Task. Without changing a character, return the entries, but not the images they hold.

(Extracted data entries)
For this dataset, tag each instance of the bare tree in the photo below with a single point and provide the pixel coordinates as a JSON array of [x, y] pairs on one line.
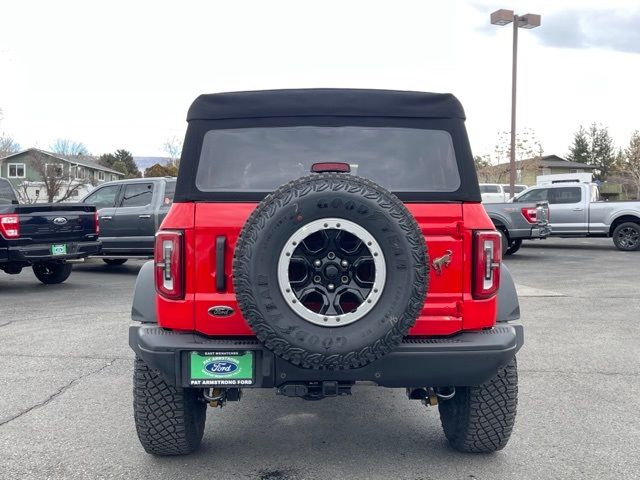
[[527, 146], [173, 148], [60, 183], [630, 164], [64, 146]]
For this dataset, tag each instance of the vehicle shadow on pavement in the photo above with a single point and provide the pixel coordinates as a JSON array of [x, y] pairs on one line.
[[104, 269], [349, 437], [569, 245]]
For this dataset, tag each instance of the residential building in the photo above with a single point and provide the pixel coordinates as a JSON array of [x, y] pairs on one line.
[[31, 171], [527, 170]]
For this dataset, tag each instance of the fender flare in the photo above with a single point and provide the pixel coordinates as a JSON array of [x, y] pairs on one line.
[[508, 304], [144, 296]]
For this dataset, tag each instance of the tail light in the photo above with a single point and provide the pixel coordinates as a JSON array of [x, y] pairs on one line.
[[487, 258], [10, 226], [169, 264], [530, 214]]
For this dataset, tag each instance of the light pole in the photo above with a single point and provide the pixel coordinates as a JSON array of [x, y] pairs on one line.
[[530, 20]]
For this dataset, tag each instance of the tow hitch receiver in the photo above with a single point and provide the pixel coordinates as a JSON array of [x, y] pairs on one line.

Exercise output.
For this dataset, tag each instance of the bare tree in the photo below with a single point and provide the pixel coordinates as a JSON array of [x, y] pairs on one line.
[[527, 146], [173, 148], [60, 183], [630, 164], [64, 146]]
For this dataset, tag each instance of the vehicle shadow on pavement in the photo above with a single point and provide the pixel coordinates as a JSON array of [x, y] pairs on one line.
[[104, 269], [349, 437], [569, 245]]
For this dataset, tag each instance of the residential building in the photo above with a single point and provide the pixel coordinates as a JSON array of [x, y] pairs on one line.
[[31, 171], [527, 170]]
For this dataset, tag each instance of the fender flare in the photo above with a single point and provide the pixel coordinates as a JSON array of [x, y] pairs on one line.
[[508, 304], [144, 296]]
For this dataset, tag each instance of the tail light in the photo above with a single point and provide the pixel coordinates as a JSON array of [x, y] pairs on one line.
[[487, 258], [10, 226], [169, 264], [530, 214]]
For this dataset, tag each instance of the light pole in the photo above with a single point and provide the pixel coordinates as a JSON array of [x, y] pairs on one line.
[[530, 20]]
For this dataset, tag each instance of the tow hitch receiver in the photo above with a single point and provide the pixel coordinates as a JSON array of [x, y] pairs on one line.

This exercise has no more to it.